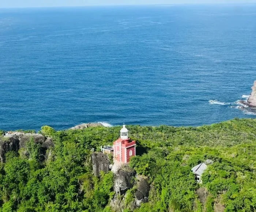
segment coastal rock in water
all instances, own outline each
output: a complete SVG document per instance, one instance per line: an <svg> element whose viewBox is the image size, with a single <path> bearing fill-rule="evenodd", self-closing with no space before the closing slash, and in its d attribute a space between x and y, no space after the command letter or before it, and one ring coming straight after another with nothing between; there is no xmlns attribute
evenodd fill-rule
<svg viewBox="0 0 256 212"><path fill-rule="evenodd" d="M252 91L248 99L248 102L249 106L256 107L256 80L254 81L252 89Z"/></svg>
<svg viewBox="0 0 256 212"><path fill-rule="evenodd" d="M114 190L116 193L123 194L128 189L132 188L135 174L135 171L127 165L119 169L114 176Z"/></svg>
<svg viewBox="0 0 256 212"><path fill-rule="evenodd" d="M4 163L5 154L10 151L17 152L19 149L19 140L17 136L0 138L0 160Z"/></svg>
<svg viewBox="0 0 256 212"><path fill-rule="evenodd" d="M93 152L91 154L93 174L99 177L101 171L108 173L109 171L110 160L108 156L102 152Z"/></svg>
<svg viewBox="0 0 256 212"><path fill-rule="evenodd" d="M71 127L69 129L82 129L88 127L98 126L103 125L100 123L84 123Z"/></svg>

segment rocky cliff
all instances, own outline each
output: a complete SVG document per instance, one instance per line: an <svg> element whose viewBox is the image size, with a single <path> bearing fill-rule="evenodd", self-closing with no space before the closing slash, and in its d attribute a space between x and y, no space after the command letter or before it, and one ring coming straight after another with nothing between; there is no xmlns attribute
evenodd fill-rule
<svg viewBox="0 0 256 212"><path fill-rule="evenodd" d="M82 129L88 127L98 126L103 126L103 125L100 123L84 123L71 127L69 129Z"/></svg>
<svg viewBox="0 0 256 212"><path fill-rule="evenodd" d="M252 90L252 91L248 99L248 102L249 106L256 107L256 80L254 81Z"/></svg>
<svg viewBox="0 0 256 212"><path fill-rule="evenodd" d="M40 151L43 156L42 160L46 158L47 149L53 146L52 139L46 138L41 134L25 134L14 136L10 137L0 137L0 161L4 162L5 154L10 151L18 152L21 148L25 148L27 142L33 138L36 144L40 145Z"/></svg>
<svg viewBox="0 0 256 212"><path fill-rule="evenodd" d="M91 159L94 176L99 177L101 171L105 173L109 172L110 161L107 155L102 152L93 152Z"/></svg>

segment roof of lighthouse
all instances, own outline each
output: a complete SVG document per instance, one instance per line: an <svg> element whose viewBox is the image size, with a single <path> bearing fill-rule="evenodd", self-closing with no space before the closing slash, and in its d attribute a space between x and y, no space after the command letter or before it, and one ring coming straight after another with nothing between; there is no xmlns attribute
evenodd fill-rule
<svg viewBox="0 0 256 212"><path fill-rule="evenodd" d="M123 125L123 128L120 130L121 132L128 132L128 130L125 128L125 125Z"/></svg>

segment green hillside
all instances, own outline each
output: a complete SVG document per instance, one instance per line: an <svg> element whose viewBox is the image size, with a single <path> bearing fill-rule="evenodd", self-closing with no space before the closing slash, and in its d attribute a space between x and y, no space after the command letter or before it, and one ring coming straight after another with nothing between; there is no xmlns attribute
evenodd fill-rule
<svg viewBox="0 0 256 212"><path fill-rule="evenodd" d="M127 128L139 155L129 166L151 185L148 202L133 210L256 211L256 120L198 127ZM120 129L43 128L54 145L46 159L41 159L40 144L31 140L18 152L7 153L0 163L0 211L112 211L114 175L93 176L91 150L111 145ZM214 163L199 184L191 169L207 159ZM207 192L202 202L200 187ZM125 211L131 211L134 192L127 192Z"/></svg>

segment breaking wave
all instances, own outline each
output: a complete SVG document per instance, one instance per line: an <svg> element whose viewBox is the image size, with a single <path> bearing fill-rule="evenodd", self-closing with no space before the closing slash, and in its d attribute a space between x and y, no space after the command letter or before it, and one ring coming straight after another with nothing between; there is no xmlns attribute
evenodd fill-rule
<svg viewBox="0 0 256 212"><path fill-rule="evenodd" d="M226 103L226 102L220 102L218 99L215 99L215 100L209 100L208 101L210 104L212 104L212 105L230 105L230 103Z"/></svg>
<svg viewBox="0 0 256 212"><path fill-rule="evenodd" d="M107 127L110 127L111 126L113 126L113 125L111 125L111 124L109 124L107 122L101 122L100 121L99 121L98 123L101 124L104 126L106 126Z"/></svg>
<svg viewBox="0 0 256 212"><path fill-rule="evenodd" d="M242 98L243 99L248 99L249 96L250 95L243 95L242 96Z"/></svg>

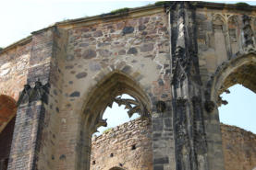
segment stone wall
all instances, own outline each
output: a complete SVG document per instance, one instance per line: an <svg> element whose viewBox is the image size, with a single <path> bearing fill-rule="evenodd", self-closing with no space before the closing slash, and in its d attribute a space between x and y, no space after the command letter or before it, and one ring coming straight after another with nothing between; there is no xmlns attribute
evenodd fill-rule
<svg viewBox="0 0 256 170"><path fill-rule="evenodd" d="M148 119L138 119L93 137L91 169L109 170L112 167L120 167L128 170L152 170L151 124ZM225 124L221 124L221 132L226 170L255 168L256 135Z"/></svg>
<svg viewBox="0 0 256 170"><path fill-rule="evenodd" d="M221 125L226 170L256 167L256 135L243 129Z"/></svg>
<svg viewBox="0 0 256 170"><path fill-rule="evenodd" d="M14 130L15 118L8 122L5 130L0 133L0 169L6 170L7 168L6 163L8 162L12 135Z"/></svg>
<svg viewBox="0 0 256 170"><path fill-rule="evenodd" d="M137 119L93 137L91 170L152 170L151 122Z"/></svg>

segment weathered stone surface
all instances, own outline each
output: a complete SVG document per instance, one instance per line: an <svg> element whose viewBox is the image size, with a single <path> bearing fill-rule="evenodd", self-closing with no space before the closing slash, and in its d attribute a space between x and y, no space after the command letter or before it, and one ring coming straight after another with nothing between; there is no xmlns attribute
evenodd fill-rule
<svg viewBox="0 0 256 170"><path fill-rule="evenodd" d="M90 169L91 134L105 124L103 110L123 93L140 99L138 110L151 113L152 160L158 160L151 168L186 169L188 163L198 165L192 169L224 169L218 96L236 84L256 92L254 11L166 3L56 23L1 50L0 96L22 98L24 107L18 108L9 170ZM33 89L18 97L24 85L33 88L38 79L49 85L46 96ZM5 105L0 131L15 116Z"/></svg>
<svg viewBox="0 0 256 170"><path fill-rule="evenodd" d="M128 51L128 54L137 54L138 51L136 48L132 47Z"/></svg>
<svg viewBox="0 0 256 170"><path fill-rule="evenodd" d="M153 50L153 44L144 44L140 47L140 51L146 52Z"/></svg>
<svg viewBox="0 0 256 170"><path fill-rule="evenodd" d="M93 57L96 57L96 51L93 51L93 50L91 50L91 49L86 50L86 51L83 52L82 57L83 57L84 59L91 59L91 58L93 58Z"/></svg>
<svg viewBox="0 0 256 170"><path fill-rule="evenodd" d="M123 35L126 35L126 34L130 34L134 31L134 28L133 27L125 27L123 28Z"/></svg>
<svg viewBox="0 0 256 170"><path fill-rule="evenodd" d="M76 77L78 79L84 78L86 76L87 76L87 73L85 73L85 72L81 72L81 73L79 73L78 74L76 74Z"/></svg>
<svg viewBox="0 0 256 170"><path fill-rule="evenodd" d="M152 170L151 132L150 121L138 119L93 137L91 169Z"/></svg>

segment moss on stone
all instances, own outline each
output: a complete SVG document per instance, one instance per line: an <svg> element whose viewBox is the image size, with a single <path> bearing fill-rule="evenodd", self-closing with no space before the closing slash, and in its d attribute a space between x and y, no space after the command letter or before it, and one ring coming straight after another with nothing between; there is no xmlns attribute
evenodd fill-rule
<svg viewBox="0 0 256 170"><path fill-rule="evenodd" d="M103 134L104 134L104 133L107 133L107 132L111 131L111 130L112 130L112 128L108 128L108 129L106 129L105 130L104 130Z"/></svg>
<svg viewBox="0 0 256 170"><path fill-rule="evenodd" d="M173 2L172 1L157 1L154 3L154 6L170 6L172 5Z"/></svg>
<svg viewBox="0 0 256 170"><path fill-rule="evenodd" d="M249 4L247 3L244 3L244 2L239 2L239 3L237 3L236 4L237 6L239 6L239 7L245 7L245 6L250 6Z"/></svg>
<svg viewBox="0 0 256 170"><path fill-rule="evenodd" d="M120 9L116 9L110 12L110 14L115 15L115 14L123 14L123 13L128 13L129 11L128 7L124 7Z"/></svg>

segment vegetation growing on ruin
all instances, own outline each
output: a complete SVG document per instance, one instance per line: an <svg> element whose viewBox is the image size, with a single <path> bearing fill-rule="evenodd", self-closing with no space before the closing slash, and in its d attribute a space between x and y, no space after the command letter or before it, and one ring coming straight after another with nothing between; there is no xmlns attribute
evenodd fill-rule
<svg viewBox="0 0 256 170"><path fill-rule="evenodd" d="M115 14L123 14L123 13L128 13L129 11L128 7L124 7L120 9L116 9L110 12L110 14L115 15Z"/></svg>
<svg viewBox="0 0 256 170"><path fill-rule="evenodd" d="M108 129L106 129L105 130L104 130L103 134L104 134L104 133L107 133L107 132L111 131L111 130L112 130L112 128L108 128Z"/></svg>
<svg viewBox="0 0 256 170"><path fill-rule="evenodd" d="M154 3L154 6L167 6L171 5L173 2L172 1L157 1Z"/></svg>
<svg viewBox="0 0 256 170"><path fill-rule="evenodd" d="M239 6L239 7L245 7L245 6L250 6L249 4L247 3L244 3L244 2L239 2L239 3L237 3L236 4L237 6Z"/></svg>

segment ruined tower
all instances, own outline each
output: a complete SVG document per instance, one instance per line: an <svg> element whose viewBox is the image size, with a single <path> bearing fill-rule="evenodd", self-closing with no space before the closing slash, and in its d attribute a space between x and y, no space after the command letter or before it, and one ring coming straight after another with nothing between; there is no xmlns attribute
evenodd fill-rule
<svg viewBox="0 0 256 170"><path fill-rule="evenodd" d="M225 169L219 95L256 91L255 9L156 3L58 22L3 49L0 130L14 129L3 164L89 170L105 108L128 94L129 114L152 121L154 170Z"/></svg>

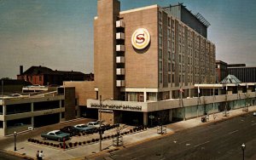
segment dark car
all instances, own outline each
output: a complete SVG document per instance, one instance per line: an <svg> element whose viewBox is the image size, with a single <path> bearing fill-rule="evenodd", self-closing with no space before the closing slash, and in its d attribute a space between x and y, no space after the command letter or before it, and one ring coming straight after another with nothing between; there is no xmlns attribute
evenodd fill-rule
====================
SET TASK: Reproduce the rows from the line containing "segment breaking wave" through the line containing "119L93 137L91 170L152", character for character, leaving out the pictures.

CORRECT OUTPUT:
segment breaking wave
all instances, own outline each
output: a complete SVG document per instance, one instance per line: an <svg> element whose viewBox is the image size, with a single <path> bearing fill-rule="evenodd", self-closing with no space before the closing slash, and in its d attribute a space between x and y, no space after the command letter or before it, and one ring coming straight after another with nothing between; there is no xmlns attribute
evenodd fill-rule
<svg viewBox="0 0 256 212"><path fill-rule="evenodd" d="M226 103L226 102L220 102L218 99L215 99L215 100L209 100L208 101L210 104L212 104L212 105L230 105L230 103Z"/></svg>
<svg viewBox="0 0 256 212"><path fill-rule="evenodd" d="M107 127L110 127L111 126L113 126L113 125L111 125L111 124L109 124L107 122L101 122L100 121L99 121L98 123L101 124L104 126L106 126Z"/></svg>
<svg viewBox="0 0 256 212"><path fill-rule="evenodd" d="M242 98L243 99L248 99L249 96L250 95L243 95L242 96Z"/></svg>

segment stone wall
all instances, own outline each
output: a complete SVG document per instance, one instance per line: an <svg> element whose viewBox is the image size, with a single <path> bearing fill-rule="evenodd", self-closing with no space before the closing slash, and in its d attribute a space between x and y, no space after the command letter or before it, and one ring coming straight after another with nothing between; there is no xmlns attribute
evenodd fill-rule
<svg viewBox="0 0 256 170"><path fill-rule="evenodd" d="M148 119L138 119L93 137L91 169L109 170L112 167L120 167L128 170L152 170L151 124ZM225 124L221 124L221 132L226 170L255 168L256 135Z"/></svg>
<svg viewBox="0 0 256 170"><path fill-rule="evenodd" d="M221 125L226 170L256 167L256 135L243 129Z"/></svg>
<svg viewBox="0 0 256 170"><path fill-rule="evenodd" d="M14 130L15 118L8 122L5 130L0 133L0 169L6 170L7 168L6 163L8 162L12 135Z"/></svg>
<svg viewBox="0 0 256 170"><path fill-rule="evenodd" d="M137 119L93 137L91 170L152 170L151 122Z"/></svg>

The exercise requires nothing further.